::: Given information :::
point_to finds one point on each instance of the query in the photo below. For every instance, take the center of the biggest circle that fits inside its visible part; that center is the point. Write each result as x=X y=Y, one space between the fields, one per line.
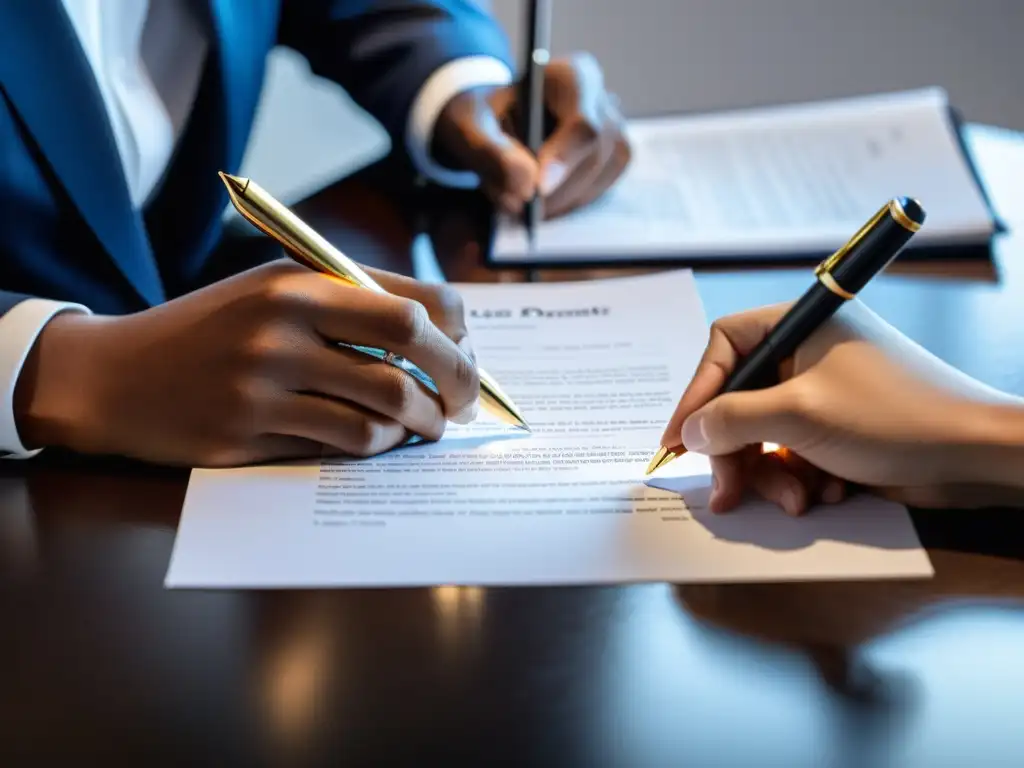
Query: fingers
x=376 y=386
x=779 y=477
x=341 y=426
x=595 y=174
x=443 y=303
x=403 y=327
x=470 y=131
x=730 y=339
x=588 y=151
x=733 y=421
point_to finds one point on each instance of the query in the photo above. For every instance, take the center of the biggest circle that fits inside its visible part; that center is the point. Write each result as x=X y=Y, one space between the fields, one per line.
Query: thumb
x=733 y=421
x=572 y=141
x=508 y=171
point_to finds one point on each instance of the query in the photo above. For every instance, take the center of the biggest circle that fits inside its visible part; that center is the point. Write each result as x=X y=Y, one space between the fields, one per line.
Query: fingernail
x=552 y=177
x=467 y=415
x=788 y=501
x=833 y=493
x=693 y=434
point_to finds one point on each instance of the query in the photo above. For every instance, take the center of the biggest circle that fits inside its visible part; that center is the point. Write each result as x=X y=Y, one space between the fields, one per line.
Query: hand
x=586 y=154
x=860 y=403
x=248 y=370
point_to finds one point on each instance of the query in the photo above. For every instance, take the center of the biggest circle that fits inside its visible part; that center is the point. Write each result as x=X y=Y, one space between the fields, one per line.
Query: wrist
x=51 y=396
x=991 y=448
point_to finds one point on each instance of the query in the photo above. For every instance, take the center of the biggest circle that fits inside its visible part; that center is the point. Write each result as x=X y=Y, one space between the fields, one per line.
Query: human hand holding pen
x=584 y=156
x=250 y=370
x=858 y=404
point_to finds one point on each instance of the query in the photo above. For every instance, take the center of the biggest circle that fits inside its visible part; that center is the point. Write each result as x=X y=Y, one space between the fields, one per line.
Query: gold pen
x=307 y=247
x=839 y=279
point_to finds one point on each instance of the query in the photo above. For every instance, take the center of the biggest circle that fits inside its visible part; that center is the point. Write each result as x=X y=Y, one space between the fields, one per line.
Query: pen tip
x=663 y=457
x=913 y=210
x=235 y=183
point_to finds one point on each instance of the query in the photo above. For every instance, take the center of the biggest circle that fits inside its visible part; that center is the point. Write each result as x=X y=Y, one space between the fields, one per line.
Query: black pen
x=531 y=96
x=840 y=278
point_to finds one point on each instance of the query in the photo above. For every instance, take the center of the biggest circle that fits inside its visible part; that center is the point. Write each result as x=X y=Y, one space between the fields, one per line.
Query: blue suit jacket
x=68 y=229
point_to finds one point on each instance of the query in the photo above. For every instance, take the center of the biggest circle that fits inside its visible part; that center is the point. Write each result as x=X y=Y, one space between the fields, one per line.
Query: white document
x=769 y=181
x=597 y=372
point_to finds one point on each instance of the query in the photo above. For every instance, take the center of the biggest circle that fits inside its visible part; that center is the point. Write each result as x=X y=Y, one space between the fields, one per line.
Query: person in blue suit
x=115 y=118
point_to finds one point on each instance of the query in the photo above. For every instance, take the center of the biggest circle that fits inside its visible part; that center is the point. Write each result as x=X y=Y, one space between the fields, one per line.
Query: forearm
x=383 y=51
x=992 y=446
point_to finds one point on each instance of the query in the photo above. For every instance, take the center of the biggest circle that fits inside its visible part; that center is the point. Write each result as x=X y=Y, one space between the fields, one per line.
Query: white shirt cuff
x=454 y=78
x=19 y=328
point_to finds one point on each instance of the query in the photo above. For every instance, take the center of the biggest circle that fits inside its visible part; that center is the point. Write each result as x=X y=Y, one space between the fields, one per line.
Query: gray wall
x=663 y=55
x=707 y=54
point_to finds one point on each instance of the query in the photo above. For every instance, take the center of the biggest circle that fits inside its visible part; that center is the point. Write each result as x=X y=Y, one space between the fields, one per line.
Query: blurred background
x=692 y=55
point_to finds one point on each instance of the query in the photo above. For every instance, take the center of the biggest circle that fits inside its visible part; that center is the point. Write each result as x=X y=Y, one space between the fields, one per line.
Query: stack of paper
x=771 y=183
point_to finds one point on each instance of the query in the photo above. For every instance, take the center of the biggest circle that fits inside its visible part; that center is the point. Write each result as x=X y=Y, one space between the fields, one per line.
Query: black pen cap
x=878 y=243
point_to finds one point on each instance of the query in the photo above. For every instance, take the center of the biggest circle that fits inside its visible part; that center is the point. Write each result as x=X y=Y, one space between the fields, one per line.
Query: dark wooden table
x=100 y=666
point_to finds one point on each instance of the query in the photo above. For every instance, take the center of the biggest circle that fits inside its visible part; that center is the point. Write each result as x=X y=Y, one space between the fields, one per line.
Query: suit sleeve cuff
x=452 y=79
x=19 y=328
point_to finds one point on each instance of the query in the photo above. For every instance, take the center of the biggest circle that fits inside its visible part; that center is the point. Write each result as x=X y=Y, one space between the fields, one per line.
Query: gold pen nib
x=663 y=457
x=235 y=184
x=500 y=404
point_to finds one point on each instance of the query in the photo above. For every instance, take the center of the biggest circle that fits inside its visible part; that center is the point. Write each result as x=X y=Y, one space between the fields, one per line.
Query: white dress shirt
x=147 y=58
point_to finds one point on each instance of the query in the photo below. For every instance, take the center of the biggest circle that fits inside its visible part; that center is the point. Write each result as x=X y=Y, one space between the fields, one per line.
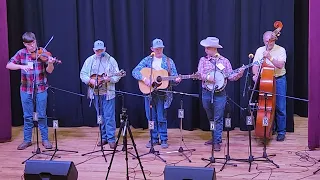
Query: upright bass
x=267 y=90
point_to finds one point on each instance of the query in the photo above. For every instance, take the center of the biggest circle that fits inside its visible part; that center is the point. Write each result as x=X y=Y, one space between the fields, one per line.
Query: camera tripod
x=55 y=122
x=124 y=129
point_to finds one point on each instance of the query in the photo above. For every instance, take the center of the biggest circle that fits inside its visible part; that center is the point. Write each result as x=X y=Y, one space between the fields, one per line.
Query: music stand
x=55 y=122
x=181 y=116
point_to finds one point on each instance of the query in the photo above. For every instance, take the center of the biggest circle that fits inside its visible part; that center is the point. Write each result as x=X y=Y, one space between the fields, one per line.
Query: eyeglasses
x=30 y=43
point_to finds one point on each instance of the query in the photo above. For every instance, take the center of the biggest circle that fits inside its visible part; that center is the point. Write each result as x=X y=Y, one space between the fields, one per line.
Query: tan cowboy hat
x=211 y=42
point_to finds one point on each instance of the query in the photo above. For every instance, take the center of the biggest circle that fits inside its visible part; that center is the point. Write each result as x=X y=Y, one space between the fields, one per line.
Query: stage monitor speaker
x=50 y=170
x=188 y=173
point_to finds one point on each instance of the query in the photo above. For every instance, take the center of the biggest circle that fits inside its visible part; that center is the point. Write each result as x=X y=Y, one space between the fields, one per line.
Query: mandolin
x=102 y=78
x=160 y=79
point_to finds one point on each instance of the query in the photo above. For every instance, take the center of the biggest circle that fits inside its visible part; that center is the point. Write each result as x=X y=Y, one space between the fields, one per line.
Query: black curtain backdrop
x=128 y=26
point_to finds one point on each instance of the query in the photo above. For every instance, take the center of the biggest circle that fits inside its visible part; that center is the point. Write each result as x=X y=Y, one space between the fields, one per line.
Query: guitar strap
x=169 y=67
x=169 y=96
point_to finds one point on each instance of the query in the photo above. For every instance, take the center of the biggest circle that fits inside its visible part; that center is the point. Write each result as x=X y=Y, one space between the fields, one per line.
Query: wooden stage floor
x=295 y=161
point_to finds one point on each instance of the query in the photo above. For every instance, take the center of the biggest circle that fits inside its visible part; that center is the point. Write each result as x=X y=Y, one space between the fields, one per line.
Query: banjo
x=221 y=78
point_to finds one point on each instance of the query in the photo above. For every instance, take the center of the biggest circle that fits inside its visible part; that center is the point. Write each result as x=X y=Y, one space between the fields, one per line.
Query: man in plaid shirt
x=215 y=110
x=33 y=82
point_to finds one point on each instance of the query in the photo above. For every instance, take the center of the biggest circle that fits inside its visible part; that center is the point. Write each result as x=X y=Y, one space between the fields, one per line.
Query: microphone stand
x=35 y=114
x=55 y=122
x=181 y=116
x=228 y=127
x=151 y=123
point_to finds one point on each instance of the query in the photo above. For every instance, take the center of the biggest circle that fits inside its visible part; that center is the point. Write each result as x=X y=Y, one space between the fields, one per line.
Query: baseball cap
x=156 y=43
x=98 y=45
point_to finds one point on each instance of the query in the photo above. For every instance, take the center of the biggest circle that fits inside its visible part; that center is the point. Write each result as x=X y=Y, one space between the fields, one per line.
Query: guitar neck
x=171 y=78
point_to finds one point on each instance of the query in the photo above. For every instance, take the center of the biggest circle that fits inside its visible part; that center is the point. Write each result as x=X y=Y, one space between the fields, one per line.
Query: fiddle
x=43 y=55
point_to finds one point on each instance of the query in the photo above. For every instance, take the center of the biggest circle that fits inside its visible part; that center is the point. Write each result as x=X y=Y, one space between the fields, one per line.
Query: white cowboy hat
x=211 y=42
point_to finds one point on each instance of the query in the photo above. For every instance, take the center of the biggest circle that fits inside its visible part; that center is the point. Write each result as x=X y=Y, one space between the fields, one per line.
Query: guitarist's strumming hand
x=93 y=82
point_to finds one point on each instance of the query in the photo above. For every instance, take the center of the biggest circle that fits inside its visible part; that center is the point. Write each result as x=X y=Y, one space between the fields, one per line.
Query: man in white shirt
x=275 y=56
x=99 y=63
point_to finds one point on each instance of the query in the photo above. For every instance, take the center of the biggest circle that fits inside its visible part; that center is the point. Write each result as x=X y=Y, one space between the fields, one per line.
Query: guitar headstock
x=259 y=62
x=121 y=73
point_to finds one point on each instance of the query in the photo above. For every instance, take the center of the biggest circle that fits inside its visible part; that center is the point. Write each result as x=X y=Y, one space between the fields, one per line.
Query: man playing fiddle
x=275 y=56
x=33 y=83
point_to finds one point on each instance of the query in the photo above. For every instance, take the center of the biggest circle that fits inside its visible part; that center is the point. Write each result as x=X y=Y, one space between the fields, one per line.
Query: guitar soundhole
x=156 y=84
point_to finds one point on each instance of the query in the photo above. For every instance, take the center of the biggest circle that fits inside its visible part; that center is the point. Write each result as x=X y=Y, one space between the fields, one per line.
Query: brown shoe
x=46 y=144
x=112 y=145
x=24 y=145
x=103 y=142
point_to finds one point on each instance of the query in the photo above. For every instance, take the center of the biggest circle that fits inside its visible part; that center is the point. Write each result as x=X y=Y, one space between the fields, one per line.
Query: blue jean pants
x=107 y=111
x=27 y=107
x=158 y=116
x=280 y=116
x=215 y=112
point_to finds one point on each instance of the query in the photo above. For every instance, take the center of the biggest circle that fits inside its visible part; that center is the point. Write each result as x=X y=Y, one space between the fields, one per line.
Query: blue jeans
x=280 y=116
x=158 y=116
x=107 y=111
x=215 y=112
x=27 y=107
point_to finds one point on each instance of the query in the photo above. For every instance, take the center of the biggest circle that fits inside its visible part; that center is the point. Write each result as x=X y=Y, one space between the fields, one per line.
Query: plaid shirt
x=206 y=65
x=22 y=57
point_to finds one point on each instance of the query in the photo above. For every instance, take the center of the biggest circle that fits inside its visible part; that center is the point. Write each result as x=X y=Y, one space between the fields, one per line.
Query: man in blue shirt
x=159 y=100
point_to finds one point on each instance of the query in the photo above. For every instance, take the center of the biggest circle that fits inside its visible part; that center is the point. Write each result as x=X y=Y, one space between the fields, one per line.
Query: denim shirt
x=111 y=66
x=147 y=63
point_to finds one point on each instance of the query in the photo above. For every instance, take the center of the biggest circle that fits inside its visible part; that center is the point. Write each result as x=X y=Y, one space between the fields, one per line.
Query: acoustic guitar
x=160 y=79
x=102 y=78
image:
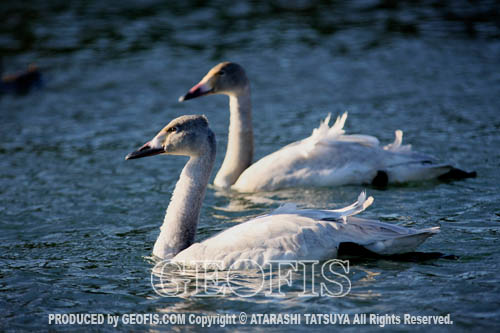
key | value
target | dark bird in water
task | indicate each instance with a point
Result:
(20, 83)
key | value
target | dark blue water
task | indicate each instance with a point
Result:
(78, 222)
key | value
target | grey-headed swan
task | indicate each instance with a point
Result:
(327, 158)
(286, 233)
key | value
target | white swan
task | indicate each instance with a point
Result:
(287, 233)
(327, 158)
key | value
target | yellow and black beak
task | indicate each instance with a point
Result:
(198, 90)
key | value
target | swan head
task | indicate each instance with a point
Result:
(185, 135)
(227, 78)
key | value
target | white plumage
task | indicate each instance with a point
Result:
(287, 233)
(328, 157)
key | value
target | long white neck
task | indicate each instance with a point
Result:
(181, 220)
(239, 153)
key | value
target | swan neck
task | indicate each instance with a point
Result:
(181, 219)
(239, 152)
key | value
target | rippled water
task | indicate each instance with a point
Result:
(78, 222)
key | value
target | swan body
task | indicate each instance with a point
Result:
(328, 157)
(287, 233)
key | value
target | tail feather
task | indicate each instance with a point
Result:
(397, 146)
(402, 244)
(360, 205)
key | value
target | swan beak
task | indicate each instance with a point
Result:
(146, 150)
(198, 90)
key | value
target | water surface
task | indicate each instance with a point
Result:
(78, 222)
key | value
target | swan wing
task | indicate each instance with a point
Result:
(299, 235)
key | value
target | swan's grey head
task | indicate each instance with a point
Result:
(186, 135)
(226, 78)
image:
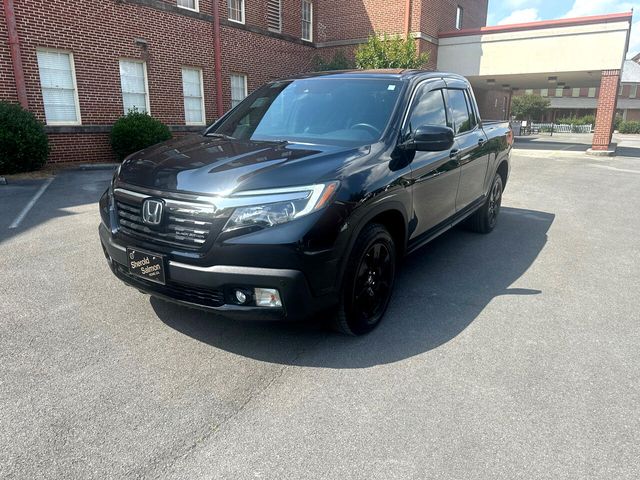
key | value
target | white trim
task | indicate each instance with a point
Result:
(242, 12)
(196, 3)
(204, 114)
(76, 97)
(310, 39)
(146, 82)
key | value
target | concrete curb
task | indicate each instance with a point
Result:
(601, 153)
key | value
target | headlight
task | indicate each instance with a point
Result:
(266, 208)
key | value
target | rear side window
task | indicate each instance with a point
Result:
(429, 109)
(459, 111)
(472, 113)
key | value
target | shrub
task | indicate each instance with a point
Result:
(135, 131)
(529, 107)
(24, 145)
(584, 120)
(630, 127)
(389, 52)
(338, 62)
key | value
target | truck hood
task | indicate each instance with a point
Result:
(215, 166)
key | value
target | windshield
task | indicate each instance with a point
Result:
(338, 111)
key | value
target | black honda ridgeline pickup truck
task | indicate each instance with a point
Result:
(305, 196)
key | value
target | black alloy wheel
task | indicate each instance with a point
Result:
(368, 281)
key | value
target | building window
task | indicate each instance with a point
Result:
(188, 4)
(193, 96)
(236, 11)
(274, 15)
(135, 91)
(307, 20)
(59, 90)
(238, 88)
(459, 18)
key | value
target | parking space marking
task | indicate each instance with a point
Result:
(31, 203)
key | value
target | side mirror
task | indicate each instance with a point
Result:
(430, 138)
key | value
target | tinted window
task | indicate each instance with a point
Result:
(429, 109)
(472, 113)
(458, 106)
(338, 111)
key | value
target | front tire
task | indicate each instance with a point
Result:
(485, 219)
(368, 281)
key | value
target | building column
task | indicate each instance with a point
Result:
(606, 113)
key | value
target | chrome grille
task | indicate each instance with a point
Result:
(186, 225)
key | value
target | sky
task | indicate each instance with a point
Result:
(520, 11)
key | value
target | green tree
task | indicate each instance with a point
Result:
(529, 107)
(389, 52)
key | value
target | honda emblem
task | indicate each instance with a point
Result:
(152, 211)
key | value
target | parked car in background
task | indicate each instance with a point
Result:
(304, 197)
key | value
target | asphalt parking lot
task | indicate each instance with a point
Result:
(513, 355)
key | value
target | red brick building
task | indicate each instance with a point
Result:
(80, 65)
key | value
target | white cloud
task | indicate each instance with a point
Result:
(519, 4)
(583, 8)
(521, 16)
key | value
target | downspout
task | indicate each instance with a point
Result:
(407, 19)
(217, 65)
(16, 57)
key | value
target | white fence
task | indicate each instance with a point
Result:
(560, 128)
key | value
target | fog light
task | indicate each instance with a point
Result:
(267, 297)
(241, 297)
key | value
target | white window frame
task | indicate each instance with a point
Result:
(146, 82)
(246, 89)
(196, 4)
(204, 113)
(310, 21)
(242, 12)
(75, 85)
(459, 17)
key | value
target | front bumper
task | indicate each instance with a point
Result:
(206, 287)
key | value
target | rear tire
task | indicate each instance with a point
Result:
(368, 282)
(485, 219)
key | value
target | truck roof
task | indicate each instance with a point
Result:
(391, 74)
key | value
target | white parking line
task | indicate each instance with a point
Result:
(31, 203)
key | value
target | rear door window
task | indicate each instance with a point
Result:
(428, 109)
(459, 111)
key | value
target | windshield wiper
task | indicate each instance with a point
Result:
(221, 135)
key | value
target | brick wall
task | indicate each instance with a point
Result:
(605, 115)
(100, 33)
(7, 84)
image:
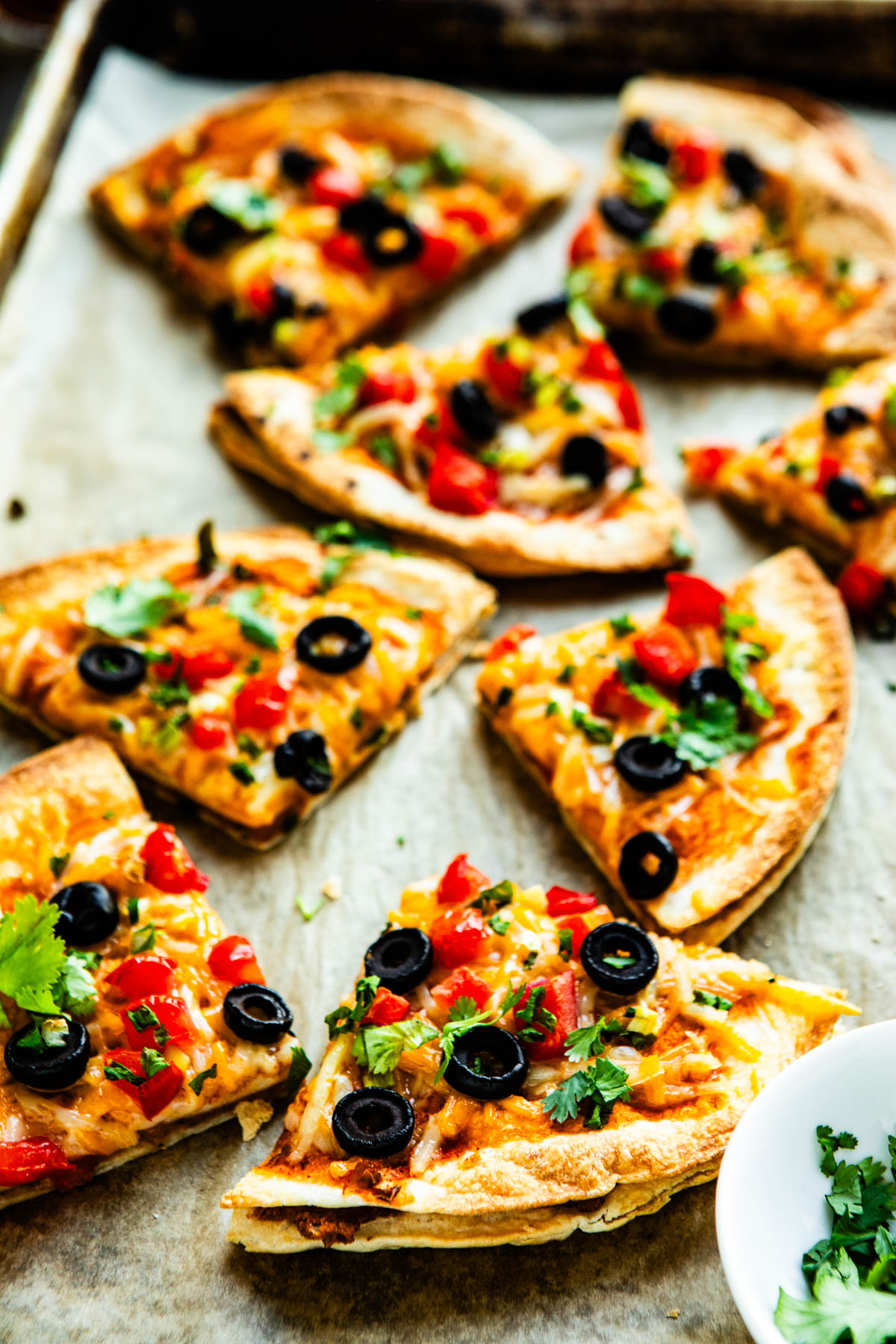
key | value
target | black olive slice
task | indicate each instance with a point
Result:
(647, 765)
(702, 264)
(207, 231)
(304, 757)
(488, 1063)
(620, 957)
(847, 497)
(536, 319)
(473, 410)
(373, 1122)
(355, 638)
(402, 959)
(687, 319)
(255, 1012)
(297, 164)
(585, 455)
(641, 141)
(709, 683)
(648, 883)
(840, 420)
(54, 1068)
(87, 913)
(744, 174)
(623, 218)
(112, 668)
(394, 241)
:::
Report how many lines in the data include the string "honda", giving nothing but that number.

▶ Solution below: 2